__REQUIRED TASK__. Starting at the line containing "cliff with a tight axis-aligned box." and ending at the line containing "441, 120, 496, 136", reproduce those records with "dark blue sea" swapped for "open water" and everything else unchanged.

__DATA PROVIDED__.
****

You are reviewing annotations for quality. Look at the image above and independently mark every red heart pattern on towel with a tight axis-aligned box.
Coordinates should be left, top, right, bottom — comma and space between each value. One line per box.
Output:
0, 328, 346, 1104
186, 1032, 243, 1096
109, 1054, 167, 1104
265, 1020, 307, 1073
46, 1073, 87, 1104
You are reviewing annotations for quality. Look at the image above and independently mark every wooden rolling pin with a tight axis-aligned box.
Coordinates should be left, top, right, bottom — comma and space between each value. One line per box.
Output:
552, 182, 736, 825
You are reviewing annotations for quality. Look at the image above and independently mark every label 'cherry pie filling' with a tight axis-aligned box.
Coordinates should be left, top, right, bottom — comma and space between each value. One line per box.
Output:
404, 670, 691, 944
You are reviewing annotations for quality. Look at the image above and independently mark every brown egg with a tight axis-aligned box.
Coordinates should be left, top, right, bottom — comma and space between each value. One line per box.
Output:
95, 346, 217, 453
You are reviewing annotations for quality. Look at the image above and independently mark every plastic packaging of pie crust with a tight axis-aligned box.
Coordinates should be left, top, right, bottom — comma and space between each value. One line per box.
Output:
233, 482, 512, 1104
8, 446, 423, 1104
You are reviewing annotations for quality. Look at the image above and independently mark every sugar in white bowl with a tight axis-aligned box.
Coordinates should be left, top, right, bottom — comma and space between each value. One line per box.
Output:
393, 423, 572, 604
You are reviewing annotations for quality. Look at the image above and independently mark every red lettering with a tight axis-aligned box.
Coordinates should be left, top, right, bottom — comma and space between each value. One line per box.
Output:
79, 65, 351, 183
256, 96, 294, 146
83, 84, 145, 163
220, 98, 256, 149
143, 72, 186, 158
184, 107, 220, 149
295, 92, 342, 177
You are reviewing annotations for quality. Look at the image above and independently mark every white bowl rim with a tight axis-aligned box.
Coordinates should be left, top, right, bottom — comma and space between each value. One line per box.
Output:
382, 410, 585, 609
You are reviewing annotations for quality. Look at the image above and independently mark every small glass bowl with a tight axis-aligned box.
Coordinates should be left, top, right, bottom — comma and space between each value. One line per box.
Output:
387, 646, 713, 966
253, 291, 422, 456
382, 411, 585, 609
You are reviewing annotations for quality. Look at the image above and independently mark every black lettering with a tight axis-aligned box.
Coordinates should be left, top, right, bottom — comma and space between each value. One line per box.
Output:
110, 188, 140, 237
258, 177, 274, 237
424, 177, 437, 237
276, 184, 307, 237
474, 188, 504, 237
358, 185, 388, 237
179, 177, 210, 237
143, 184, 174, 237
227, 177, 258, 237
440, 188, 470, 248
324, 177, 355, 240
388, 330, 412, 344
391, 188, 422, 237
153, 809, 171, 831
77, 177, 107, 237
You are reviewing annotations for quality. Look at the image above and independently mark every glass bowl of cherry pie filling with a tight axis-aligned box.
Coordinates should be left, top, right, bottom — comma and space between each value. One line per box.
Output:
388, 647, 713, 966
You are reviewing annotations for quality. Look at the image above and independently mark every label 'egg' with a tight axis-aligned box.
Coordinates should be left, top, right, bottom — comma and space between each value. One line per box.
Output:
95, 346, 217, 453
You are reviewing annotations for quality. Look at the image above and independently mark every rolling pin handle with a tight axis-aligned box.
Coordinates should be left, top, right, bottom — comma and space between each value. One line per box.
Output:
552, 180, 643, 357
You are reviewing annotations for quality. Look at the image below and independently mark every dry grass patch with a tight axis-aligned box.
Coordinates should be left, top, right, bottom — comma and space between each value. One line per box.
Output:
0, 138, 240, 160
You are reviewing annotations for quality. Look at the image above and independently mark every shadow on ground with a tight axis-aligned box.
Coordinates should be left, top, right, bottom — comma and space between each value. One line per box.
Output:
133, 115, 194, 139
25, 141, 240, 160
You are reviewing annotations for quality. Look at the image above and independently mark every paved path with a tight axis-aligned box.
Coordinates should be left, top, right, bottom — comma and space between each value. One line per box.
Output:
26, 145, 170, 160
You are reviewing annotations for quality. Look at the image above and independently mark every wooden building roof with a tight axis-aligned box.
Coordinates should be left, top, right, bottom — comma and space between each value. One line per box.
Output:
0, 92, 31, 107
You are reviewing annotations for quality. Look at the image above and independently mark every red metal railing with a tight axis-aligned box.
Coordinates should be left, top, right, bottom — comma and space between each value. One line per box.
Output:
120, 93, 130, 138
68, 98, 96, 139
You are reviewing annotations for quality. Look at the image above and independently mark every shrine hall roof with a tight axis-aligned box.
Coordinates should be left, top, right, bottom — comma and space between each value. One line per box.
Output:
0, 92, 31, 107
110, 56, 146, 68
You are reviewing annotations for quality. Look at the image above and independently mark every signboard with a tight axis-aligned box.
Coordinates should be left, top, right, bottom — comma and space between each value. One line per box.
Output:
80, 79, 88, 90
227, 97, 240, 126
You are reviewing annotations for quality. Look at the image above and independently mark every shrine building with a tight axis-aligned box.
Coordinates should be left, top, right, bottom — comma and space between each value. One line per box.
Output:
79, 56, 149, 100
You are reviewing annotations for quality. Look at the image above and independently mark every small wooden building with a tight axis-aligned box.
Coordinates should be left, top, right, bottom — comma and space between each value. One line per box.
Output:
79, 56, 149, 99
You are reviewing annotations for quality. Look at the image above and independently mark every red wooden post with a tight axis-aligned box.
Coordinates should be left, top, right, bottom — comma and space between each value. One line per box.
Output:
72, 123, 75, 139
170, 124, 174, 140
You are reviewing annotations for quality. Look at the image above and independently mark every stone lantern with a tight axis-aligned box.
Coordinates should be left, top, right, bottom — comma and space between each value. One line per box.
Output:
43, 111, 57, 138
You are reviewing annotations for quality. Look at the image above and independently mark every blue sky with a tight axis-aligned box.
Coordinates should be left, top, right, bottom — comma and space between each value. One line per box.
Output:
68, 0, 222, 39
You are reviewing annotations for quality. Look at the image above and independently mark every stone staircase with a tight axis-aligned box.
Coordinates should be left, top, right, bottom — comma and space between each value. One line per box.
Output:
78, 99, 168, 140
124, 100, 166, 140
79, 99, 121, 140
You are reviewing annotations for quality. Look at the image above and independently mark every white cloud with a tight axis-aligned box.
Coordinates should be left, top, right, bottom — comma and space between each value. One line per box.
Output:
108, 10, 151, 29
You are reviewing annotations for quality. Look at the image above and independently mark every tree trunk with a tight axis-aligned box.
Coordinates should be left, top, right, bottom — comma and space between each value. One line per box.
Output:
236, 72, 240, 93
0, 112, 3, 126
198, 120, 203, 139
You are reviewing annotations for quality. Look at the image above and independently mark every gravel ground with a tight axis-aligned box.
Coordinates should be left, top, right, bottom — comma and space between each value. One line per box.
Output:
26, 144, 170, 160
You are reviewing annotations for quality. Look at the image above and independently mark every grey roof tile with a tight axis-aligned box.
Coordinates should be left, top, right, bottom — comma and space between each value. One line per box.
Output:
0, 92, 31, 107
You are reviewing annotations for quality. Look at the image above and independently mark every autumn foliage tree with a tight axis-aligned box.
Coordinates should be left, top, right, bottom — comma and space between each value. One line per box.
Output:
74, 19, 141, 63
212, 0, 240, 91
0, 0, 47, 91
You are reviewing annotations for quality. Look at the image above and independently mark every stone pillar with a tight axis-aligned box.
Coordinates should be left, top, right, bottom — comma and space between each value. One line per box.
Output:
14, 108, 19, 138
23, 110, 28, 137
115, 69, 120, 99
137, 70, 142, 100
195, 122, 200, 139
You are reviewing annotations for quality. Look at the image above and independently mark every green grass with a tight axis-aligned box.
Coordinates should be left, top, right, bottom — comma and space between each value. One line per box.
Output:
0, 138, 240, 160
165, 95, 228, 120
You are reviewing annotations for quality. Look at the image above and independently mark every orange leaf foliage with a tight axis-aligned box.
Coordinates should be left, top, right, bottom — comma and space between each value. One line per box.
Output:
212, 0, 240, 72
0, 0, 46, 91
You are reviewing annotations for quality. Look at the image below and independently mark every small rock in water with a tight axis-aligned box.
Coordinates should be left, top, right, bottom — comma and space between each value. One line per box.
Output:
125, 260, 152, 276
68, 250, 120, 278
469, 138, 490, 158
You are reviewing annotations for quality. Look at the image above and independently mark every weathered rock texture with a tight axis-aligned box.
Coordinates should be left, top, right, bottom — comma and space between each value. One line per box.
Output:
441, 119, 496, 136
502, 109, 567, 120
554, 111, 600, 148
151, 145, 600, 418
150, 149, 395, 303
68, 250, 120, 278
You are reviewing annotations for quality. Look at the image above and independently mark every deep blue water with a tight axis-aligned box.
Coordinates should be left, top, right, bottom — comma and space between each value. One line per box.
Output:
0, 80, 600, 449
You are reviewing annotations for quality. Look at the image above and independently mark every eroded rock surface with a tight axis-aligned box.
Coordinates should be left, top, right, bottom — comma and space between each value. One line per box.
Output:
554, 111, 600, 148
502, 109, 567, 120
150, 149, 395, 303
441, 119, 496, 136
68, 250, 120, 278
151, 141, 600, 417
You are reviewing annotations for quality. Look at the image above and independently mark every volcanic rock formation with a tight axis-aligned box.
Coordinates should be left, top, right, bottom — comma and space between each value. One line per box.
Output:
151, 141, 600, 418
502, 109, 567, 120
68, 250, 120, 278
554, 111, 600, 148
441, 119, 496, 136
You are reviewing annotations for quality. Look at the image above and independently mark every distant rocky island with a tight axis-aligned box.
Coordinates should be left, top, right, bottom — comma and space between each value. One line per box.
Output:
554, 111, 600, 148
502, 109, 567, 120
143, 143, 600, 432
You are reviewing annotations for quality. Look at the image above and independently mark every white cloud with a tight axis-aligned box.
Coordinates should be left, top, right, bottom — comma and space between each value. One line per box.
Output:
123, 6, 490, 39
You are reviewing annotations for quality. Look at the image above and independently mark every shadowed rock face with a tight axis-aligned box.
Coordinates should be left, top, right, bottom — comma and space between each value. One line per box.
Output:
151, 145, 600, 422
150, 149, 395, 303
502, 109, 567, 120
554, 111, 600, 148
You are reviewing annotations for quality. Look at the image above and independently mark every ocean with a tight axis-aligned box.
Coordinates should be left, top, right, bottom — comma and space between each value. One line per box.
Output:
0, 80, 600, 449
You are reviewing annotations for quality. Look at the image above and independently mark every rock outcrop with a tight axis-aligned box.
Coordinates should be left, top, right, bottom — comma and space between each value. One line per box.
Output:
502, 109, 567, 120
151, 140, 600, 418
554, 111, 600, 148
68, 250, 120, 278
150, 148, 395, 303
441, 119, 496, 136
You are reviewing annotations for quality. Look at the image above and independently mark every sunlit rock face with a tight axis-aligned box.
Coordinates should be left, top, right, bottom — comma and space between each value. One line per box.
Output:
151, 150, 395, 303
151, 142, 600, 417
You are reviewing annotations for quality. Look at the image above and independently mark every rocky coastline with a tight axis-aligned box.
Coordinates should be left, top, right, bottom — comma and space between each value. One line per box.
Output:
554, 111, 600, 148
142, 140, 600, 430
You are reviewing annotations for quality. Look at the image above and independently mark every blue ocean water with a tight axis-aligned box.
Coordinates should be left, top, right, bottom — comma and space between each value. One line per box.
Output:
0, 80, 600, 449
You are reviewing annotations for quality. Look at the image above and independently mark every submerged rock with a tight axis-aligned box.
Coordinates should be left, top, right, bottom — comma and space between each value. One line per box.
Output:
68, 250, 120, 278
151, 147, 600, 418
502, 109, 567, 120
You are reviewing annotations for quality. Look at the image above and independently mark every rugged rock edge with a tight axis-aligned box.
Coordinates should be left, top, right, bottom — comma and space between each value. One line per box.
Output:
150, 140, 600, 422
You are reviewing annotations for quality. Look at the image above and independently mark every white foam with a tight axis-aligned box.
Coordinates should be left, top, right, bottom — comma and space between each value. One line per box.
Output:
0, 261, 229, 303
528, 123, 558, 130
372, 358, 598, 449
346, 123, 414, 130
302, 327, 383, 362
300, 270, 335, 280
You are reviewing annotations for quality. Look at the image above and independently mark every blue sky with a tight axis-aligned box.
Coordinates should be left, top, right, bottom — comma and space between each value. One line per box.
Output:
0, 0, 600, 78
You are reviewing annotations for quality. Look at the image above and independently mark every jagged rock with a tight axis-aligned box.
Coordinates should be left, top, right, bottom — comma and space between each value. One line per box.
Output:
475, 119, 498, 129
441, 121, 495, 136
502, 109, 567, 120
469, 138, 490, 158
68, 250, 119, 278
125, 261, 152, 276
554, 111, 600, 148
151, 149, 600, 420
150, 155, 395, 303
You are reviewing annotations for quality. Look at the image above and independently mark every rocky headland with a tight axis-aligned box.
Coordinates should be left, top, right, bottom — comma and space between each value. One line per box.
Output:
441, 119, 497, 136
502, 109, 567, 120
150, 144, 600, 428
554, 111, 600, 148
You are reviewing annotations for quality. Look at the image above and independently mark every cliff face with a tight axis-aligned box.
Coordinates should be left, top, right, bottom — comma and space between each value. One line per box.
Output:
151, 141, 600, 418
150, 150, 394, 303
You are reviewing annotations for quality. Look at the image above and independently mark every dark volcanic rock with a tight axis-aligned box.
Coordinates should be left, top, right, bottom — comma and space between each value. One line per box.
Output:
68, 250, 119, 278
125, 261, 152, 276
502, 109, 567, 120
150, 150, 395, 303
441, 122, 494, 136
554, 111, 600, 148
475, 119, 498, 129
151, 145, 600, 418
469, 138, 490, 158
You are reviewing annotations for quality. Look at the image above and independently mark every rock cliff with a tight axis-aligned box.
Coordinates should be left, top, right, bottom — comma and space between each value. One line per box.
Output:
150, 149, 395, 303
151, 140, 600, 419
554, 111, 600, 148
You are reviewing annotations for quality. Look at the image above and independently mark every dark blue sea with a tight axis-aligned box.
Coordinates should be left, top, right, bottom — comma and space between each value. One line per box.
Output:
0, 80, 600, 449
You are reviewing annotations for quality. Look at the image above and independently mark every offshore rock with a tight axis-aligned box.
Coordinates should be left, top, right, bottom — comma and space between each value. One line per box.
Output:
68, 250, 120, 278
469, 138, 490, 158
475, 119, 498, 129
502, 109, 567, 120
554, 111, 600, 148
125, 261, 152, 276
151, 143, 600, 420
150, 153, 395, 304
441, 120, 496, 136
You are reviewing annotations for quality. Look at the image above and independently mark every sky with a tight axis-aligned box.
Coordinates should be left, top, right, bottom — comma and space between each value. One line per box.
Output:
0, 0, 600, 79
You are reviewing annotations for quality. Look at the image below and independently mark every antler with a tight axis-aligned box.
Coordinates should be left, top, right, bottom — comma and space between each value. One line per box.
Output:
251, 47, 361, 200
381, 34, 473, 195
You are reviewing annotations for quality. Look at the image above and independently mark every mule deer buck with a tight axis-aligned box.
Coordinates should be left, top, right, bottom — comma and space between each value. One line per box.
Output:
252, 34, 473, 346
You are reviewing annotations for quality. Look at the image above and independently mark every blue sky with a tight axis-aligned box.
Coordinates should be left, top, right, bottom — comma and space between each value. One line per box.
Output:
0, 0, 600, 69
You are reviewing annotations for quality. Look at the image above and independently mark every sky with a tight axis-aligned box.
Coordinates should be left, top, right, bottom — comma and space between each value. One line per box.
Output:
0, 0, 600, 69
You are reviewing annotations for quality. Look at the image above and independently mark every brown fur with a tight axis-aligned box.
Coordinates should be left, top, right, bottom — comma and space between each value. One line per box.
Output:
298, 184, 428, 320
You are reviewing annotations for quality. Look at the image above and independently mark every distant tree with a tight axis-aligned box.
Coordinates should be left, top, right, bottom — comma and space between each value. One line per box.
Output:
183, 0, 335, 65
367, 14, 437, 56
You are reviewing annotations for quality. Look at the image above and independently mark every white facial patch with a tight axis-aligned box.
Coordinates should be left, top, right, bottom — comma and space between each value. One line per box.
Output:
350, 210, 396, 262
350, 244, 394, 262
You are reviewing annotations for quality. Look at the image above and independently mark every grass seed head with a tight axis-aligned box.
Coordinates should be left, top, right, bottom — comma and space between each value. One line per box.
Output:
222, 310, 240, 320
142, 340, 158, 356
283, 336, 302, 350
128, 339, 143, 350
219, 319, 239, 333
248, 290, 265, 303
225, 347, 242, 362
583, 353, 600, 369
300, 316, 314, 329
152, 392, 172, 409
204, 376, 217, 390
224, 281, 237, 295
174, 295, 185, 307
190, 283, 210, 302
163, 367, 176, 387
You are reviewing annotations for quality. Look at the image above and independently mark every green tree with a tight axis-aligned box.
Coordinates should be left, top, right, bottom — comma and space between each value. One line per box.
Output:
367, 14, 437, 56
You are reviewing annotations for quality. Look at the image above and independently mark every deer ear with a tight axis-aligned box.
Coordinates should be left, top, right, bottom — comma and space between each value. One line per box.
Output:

****

__ANSWER TO THE PROBLEM__.
You are reviewing annotations for quality. Look at the image above and independently mark every rock cliff with a tight axis-aligned box.
Coordinates should be left, top, right, bottom — comma and space between each value. One line per box.
Output:
150, 149, 395, 303
151, 140, 600, 419
554, 111, 600, 148
You are reviewing annotations for quality. Look at the image above and independently mark every open water with a tight axis-aligned box.
Coordinates should be left, top, right, bottom — comma and space between each value. One line per box.
Output:
0, 80, 600, 449
You are reviewing annotations for quality. Look at the image above and independently mark every offshore rock with a tight axis-aligned box.
Coordinates should be left, top, right, bottom — comma and space between each value. One line per box.
Output:
68, 250, 120, 278
469, 138, 490, 158
475, 119, 498, 129
502, 109, 567, 120
554, 111, 600, 148
125, 261, 152, 276
151, 143, 600, 420
150, 153, 395, 304
441, 120, 496, 136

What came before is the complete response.